━━ Text passage

The second interview can sometimes be the final stage in the interview process. They are often conducted by line managers and decision makers, so it is important that the right questions are asked.

The first interview should have clarified enough soft skills and experience to warrant shortlisting the candidate to progress to this stage. Second interviews usually involve more targeted and specific questions, relating to hard skills and how the candidate would fit not only in the vacancy, but also the dynamics of the team and company they are joining.

Questions will vary based on the role, the candidate and whoever is conducting the interview, but there is a general pattern that follows second interviews. Questions will usually fall into one of the following categories:

Anything from the earlier stages that needs clarifying

At this stage, the candidate has impressed enough with a CV, a cover letter, an initial telephone call and/or a face-to-face interview. There may still be some aspects from these stages that need confirmation, particularly if the second interviewer wasn’t present at the first one.

Some questions you may wish to consider include:

“In your last interview/on your CV, you mentioned XXXX, could you tell me a bit more about that?”
If you are addressing something from the past, providing context will help the candidate understand what it is you need clarification on and not repeat what you already know.

“Do you want to revisit anything from the first interview?”
Framing the question like this gives the candidate the opportunity to clarify themselves or highlight something they didn’t get to in the first interview. This is a useful icebreaker and can relieve some tension for the candidate to revisit something they’ve been worried about from an earlier stage of the process.

“Do you have any questions about the business or the role since your first interview?”

In a multi-stage interview process, the candidate may be involved in other interview processes or have received new information since the last conversation. This is a good way to break the ice and ensure they are still confident your company is a good match for them.

Questions specific to the role

With the general soft skills being the focal point of the first interview, a second interview focuses more on the specific benefits a candidate will bring and how they will add value to the business through the roles. This is particularly important in the niche skills and understanding required within different aspects of the life sciences industry.

━━━━

■ Exercise ■
Please quote the second-interview text word for word, everything from "The second interview can" down to "questions are asked.". You won't need the lines that follow this text.

━━ Raw data

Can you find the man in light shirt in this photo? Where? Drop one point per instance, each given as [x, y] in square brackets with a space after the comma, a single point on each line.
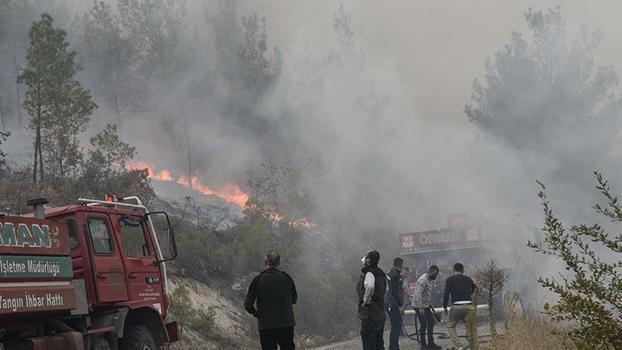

━━━━

■ Task response ■
The second interview can sometimes be the final stage in the interview process. They are often conducted by line managers and decision makers, so it is important that the right questions are asked.